═══ Texto da página ═══

ESTADO DE SANTA CATARINA
SECRETARIA DE ESTADO DA FAZENDA
COMISSÃO PERMANENTE DE ASSUNTOS TRIBUTÁRIOS
RESPOSTA CONSULTA 8/2025

N° Processo 2470000019834


Ementa

ICMS. APROPRIAÇÃO DE CRÉDITO POR PRESTADOR DE SERVIÇO DE TRANSPORTE. TRANSFERÊNCIA DE CRÉDITOS ENTRE ESTABELECIMENTOS DE MESMA TITULARIDADE. AUSÊNCIA DE REMESSA INTERESTADUAL. IMPOSSIBILIDADE.


Da Consulta

A consulente informa que tem por atividade principal o serviço de transporte rodoviário de cargas e opera uma complexa logística de entrega de mercadorias que abrange diversos estados do Brasil, estando sua matriz localizada em uma cidade do Estado do Paraná.

═══ Linhas listadas ═══

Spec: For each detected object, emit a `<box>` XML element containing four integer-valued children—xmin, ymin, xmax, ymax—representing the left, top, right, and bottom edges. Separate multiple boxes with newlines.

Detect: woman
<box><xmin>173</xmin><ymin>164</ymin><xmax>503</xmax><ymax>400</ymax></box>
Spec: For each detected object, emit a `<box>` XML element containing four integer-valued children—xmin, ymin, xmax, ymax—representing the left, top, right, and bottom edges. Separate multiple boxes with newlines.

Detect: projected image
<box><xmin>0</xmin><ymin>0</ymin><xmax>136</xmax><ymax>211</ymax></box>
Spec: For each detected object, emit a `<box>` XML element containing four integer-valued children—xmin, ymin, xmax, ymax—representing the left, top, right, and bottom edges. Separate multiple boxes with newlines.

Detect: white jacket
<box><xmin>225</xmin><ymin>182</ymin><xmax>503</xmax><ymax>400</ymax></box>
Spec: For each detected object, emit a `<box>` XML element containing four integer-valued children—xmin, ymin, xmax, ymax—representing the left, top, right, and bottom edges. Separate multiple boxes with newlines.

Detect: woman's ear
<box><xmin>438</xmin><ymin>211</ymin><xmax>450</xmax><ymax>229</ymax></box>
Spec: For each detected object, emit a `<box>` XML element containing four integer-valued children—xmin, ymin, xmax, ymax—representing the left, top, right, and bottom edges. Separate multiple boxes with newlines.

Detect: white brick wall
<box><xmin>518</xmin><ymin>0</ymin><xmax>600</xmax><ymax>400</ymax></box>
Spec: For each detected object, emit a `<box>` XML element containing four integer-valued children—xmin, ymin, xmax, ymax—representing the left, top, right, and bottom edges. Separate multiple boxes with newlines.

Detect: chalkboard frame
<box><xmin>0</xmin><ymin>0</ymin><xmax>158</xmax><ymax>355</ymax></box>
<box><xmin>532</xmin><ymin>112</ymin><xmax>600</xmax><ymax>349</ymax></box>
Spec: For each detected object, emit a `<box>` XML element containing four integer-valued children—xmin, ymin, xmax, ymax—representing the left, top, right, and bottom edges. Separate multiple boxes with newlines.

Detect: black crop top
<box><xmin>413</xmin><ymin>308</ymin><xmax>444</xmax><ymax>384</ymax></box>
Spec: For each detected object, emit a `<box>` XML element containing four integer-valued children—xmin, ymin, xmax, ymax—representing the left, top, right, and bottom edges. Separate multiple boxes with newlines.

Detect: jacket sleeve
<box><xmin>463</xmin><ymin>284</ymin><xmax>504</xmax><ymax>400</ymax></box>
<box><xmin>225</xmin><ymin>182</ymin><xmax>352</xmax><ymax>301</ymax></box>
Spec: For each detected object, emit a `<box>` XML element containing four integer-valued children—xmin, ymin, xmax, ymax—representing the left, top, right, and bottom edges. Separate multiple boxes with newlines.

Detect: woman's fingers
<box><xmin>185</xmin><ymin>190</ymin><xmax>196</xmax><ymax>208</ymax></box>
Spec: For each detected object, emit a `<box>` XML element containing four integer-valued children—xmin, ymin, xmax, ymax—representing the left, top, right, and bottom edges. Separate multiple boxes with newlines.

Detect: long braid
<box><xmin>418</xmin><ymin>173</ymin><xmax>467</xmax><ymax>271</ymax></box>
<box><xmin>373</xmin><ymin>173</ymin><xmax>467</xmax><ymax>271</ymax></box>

═══

▶ **Instruções do exercício**: Transcreva do texto da página o trecho que vai de "N° Processo 2470000019834" até "REMESSA INTERESTADUAL. IMPOSSIBILIDADE.", sem mudar nada.

▶ **Resposta final**:
N° Processo 2470000019834


Ementa

ICMS. APROPRIAÇÃO DE CRÉDITO POR PRESTADOR DE SERVIÇO DE TRANSPORTE. TRANSFERÊNCIA DE CRÉDITOS ENTRE ESTABELECIMENTOS DE MESMA TITULARIDADE. AUSÊNCIA DE REMESSA INTERESTADUAL. IMPOSSIBILIDADE.